OBJECTIVE:
Reproduce the following material exactly, including every line.

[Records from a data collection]

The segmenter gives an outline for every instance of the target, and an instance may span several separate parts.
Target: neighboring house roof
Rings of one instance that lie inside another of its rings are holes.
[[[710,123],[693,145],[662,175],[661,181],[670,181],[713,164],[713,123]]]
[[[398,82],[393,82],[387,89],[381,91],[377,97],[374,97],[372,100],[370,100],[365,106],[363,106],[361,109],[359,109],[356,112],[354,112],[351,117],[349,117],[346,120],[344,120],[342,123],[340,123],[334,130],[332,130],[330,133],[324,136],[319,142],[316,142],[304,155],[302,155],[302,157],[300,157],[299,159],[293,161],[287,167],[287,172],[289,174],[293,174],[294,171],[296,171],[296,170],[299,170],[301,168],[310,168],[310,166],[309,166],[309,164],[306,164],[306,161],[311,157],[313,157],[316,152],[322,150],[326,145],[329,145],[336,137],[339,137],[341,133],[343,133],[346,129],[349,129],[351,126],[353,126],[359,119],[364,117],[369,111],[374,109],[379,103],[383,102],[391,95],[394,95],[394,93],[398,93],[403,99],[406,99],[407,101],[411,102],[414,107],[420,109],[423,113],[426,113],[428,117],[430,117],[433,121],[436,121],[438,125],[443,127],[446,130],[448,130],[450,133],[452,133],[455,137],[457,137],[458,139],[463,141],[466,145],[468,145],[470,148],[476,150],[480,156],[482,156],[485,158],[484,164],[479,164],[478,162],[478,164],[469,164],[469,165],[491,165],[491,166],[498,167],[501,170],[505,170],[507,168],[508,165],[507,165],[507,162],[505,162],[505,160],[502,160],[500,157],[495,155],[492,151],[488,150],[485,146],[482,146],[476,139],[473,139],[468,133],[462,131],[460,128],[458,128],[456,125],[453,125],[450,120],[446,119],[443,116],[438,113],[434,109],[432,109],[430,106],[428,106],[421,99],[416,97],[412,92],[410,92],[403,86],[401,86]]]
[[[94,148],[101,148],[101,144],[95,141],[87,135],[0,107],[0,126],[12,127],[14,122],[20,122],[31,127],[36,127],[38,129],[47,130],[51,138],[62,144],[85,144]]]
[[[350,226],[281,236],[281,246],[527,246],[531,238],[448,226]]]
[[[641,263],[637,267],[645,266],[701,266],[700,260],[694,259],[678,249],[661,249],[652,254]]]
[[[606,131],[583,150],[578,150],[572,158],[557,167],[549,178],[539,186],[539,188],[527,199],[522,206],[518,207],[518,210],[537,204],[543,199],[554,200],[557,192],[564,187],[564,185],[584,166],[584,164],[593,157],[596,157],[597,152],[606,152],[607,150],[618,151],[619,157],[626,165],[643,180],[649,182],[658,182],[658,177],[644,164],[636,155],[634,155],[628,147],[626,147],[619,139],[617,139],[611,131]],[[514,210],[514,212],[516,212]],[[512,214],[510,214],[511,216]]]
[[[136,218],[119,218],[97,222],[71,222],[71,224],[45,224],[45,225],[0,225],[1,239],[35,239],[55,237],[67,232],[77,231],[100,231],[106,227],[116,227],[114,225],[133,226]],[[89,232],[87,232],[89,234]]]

ANSWER TO THIS EXERCISE:
The segmenter gives an outline for every instance of the target, and an instance may span several separate parts.
Target: neighboring house roof
Rings of one instance that lie inside another of its rings are holes.
[[[710,123],[693,145],[662,175],[661,181],[670,181],[713,164],[713,123]]]
[[[398,82],[393,82],[387,89],[381,91],[377,97],[374,97],[372,100],[370,100],[365,106],[363,106],[361,109],[359,109],[356,112],[354,112],[351,117],[349,117],[346,120],[344,120],[342,123],[340,123],[334,130],[332,130],[330,133],[324,136],[319,142],[316,142],[304,155],[302,155],[302,157],[300,157],[299,159],[293,161],[287,167],[287,172],[289,174],[293,174],[294,171],[296,171],[296,170],[299,170],[301,168],[310,168],[310,166],[309,166],[309,164],[306,164],[306,161],[311,157],[313,157],[316,152],[322,150],[326,145],[329,145],[336,137],[339,137],[341,133],[343,133],[346,129],[349,129],[351,126],[353,126],[359,119],[364,117],[369,111],[374,109],[379,103],[383,102],[391,95],[394,95],[394,93],[398,93],[403,99],[406,99],[407,101],[411,102],[414,107],[420,109],[423,113],[426,113],[428,117],[430,117],[433,121],[436,121],[438,125],[443,127],[446,130],[448,130],[450,133],[452,133],[455,137],[457,137],[458,139],[463,141],[466,145],[468,145],[470,148],[476,150],[480,156],[482,156],[485,158],[484,164],[479,164],[478,162],[478,164],[469,164],[469,165],[491,165],[491,166],[498,167],[501,170],[505,170],[507,168],[508,165],[507,165],[507,162],[505,162],[505,160],[502,160],[500,157],[495,155],[492,151],[488,150],[485,146],[482,146],[476,139],[473,139],[468,133],[462,131],[460,128],[458,128],[456,125],[453,125],[450,120],[446,119],[443,116],[438,113],[434,109],[432,109],[430,106],[428,106],[421,99],[416,97],[412,92],[410,92],[403,86],[401,86]]]
[[[94,148],[101,148],[101,144],[95,141],[87,135],[0,107],[0,126],[12,127],[14,122],[20,122],[31,127],[36,127],[38,129],[47,130],[51,138],[62,144],[85,144]]]
[[[350,226],[281,236],[281,246],[527,246],[531,238],[448,226]]]
[[[641,263],[637,267],[645,266],[701,266],[700,260],[694,259],[678,249],[661,249],[652,254]]]
[[[606,131],[583,150],[578,150],[572,158],[557,167],[549,178],[539,186],[539,188],[527,199],[522,206],[518,207],[518,210],[537,204],[543,199],[554,200],[557,192],[564,187],[564,185],[584,166],[584,164],[593,157],[596,157],[597,152],[606,152],[607,150],[618,151],[619,157],[626,165],[643,180],[649,182],[658,182],[658,177],[644,164],[636,155],[634,155],[628,147],[626,147],[619,139],[617,139],[611,131]],[[514,210],[514,212],[516,212]],[[512,214],[510,214],[511,216]]]
[[[136,218],[119,218],[97,222],[71,222],[71,224],[45,224],[45,225],[0,225],[1,239],[35,239],[55,237],[67,232],[77,231],[100,231],[106,227],[116,227],[114,225],[133,226]],[[89,232],[87,232],[89,234]]]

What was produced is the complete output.